Do this.
Turn every line of the records below into a numbered list, omitting any blank lines.

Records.
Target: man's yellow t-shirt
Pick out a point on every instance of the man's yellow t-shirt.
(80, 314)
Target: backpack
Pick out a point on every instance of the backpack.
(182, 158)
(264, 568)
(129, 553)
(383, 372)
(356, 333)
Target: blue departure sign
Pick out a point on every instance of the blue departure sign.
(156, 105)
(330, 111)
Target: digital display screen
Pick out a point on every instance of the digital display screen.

Reply to the exercise.
1. Target: man's yellow t-shirt
2. Pick out a point on every instance of the man's yellow t-shirt.
3. (80, 314)
4. Target: backpack
5. Pick out a point on every instance of the backpack.
6. (182, 158)
7. (264, 568)
8. (129, 553)
9. (383, 372)
10. (356, 333)
11. Target: blue departure sign
12. Pick out a point on every instance of the blue departure sign.
13. (156, 105)
14. (330, 111)
15. Target: digital display screen
16. Pick out a point on every instance of the digital display screen.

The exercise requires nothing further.